= Exercise aim =
Extract each line of the records below that contains the string "blue". Matching is case-sensitive.

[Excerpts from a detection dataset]
%%
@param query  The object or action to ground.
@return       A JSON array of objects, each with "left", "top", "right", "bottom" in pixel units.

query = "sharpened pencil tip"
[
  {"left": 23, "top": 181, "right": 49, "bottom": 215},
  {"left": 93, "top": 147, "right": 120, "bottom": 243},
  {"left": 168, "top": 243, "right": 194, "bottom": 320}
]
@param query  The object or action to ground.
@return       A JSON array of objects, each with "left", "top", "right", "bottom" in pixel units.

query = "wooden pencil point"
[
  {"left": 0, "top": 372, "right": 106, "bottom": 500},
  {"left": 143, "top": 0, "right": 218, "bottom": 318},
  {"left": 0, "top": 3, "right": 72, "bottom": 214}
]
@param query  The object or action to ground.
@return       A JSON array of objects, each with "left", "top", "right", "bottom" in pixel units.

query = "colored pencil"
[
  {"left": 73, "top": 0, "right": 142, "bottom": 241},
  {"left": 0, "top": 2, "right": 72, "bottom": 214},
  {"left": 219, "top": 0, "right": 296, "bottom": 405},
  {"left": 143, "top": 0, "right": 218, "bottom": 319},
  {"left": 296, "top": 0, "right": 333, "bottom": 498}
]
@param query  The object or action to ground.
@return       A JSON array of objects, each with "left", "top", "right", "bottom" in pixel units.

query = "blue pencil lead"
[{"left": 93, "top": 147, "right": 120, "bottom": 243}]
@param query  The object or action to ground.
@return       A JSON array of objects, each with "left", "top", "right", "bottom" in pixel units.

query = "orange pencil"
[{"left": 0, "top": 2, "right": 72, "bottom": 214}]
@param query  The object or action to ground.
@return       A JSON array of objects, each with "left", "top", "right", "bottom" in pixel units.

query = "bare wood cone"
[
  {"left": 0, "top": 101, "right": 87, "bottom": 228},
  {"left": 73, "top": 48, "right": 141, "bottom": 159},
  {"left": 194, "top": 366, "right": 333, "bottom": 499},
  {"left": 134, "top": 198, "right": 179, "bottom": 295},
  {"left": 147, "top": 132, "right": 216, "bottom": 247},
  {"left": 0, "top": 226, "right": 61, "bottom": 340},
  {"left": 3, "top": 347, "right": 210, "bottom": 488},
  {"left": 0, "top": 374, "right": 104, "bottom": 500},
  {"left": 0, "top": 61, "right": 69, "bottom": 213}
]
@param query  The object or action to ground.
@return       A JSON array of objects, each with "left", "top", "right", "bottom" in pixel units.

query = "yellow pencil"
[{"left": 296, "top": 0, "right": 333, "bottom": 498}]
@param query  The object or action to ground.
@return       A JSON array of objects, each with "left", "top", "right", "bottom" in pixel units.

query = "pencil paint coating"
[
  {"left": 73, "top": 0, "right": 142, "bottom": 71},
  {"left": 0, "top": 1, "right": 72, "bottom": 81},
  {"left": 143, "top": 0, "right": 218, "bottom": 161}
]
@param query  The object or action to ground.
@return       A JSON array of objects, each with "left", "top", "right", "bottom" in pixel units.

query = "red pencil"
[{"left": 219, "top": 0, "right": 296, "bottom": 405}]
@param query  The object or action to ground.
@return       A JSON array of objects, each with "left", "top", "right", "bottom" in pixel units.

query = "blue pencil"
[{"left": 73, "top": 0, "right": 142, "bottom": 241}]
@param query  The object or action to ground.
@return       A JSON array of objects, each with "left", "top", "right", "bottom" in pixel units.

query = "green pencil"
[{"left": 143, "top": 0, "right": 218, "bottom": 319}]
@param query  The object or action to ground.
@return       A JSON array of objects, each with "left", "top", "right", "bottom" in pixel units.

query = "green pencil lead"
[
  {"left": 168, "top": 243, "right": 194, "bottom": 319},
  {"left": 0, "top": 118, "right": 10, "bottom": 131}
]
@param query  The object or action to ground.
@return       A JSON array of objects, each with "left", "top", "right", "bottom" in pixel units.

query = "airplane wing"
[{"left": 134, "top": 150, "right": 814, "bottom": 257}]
%%
= The completed task =
query = "blue pencil lead"
query = "blue pencil"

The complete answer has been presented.